■ **Directions for this task**
Can you pull the text lines from every entry below and reproduce them word for word, leaving the pictures out?

■ **Data for processing**
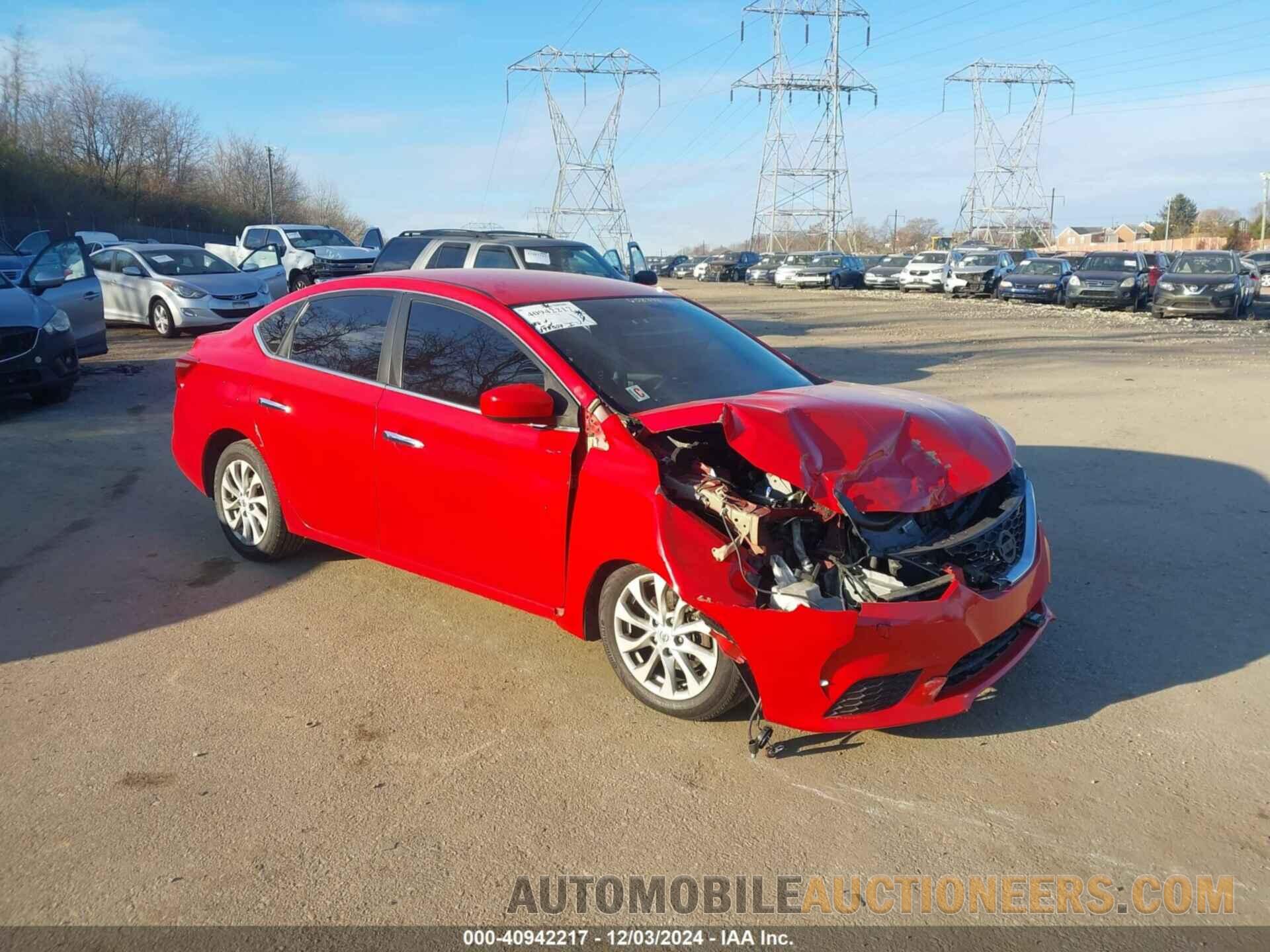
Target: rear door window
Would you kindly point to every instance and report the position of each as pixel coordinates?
(450, 255)
(343, 333)
(272, 331)
(494, 257)
(454, 356)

■ **Exercise answer**
Target: rear door window
Would you kindly point to every instance and report the position of each as pixel coordinates?
(450, 255)
(343, 333)
(272, 331)
(494, 257)
(454, 356)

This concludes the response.